BRIEF =>
Copy each line below that has "background".

ENTRIES SUPPLIED =>
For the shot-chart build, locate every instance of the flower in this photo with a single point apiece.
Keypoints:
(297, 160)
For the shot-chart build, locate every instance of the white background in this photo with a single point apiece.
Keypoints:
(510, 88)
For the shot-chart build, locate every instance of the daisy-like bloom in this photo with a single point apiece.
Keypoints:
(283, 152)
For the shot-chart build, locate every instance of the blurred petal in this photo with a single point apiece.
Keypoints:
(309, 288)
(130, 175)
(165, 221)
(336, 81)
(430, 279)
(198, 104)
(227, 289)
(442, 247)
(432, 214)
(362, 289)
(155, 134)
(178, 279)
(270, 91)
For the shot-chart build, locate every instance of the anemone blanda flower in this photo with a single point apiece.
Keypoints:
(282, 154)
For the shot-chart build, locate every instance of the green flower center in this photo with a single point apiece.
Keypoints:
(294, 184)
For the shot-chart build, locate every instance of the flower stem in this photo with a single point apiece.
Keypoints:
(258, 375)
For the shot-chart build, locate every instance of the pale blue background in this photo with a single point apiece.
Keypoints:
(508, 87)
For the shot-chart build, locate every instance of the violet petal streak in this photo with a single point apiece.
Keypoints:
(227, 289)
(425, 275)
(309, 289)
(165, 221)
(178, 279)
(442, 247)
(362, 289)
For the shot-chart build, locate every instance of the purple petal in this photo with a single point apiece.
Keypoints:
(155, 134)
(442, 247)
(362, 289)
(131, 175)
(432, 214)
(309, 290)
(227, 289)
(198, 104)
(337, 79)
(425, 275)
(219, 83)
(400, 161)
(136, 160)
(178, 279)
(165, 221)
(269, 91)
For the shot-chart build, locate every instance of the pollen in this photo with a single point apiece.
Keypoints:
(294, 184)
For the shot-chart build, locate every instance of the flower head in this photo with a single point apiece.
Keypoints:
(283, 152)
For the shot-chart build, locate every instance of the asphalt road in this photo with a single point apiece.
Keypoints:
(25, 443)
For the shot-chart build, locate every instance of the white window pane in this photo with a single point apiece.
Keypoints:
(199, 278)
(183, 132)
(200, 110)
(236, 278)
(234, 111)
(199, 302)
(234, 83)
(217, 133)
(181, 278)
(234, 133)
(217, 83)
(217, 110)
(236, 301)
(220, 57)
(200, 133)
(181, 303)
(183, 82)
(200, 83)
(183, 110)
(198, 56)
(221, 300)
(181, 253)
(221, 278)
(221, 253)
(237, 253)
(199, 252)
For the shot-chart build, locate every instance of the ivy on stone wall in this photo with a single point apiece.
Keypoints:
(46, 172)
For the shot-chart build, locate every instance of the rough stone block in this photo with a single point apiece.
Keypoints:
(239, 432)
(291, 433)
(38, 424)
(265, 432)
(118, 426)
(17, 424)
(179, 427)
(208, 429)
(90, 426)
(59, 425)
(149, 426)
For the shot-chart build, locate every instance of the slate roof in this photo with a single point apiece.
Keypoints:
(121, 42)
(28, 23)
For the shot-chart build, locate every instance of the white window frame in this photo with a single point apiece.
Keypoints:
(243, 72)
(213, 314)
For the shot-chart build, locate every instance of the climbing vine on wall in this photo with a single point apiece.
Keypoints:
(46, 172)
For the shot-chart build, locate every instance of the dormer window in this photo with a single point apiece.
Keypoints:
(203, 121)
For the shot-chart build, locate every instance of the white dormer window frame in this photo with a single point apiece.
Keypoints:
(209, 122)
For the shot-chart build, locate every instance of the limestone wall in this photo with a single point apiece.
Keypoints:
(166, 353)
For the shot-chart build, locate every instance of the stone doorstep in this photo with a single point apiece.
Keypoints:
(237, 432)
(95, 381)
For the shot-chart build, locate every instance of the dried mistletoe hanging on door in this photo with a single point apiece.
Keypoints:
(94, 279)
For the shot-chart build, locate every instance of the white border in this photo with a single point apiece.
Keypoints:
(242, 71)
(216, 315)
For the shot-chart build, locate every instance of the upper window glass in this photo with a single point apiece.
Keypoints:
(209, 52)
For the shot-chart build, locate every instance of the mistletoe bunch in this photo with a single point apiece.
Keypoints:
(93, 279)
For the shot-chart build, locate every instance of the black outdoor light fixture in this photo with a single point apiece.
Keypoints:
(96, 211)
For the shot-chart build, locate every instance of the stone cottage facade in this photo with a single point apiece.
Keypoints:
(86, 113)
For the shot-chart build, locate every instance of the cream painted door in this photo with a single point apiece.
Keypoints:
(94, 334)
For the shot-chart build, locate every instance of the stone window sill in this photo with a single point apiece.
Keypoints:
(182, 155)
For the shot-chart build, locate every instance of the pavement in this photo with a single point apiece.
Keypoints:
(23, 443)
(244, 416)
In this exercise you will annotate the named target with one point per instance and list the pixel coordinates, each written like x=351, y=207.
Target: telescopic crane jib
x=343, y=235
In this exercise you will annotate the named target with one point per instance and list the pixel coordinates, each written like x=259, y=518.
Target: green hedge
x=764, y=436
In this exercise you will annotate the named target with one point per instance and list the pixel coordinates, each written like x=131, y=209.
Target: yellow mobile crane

EXPECTED ANSWER =>
For the shot-chart build, locate every instance of the white background in this photo with a single point apiece.
For the shot-chart build, locate every instance of the pale blue background in this photo with a single point apiece.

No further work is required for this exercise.